**Directions**
Convert the rows below into a JSON list of strings, with one string per line and no blank lines. Leave the picture out of your answer.

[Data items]
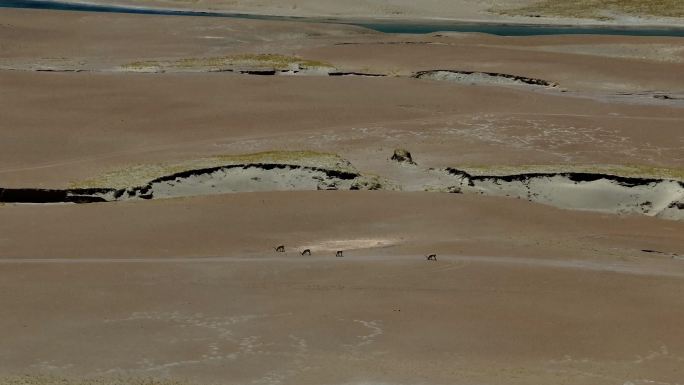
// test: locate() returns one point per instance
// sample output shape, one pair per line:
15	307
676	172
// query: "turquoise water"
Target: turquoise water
384	26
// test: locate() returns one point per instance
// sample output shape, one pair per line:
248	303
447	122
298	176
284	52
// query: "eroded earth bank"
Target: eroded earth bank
151	165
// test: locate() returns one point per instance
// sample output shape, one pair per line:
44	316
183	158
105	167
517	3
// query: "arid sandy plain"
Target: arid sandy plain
150	164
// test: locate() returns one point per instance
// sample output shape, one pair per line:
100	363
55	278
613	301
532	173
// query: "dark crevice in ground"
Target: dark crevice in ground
515	78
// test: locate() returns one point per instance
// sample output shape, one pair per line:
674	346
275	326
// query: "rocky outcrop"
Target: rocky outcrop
402	156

**Result of the exercise**
[
  "// test: locate() returns one point per instance",
  "// sample output shape, one pair per line:",
  "15\t307",
  "676\t172",
  "// query: \"turquoise water\"",
  "Target: turquoise water",
  "384\t26",
  "// test: locate() returns one point per instance",
  "// sample output shape, one pair per line:",
  "248\t303",
  "447\t122",
  "298\t176",
  "284\t52",
  "// query: \"eroded earth bank\"",
  "Target: eroded earth bank",
  "151\t165",
  "// test: locate() returns one point per instance",
  "// sample output shape, one pair per line:",
  "44\t316",
  "183\t158",
  "105\t167",
  "517\t3",
  "// query: \"arid sandy plain\"",
  "Target: arid sandy plain",
  "150\t164",
  "// test: locate() returns one point per instance",
  "// sample output shape, one pair per line:",
  "100\t363",
  "55\t278",
  "613\t301",
  "532\t173",
  "// query: \"dark crevice in ground\"",
  "Target: dark crevice in ground",
  "515\t78",
  "// test: locate() returns one point per instance",
  "// sample output shape, one pair per line:",
  "674\t346",
  "275\t326",
  "// query: \"rocky outcrop\"",
  "Target: rocky outcrop",
  "402\t156"
]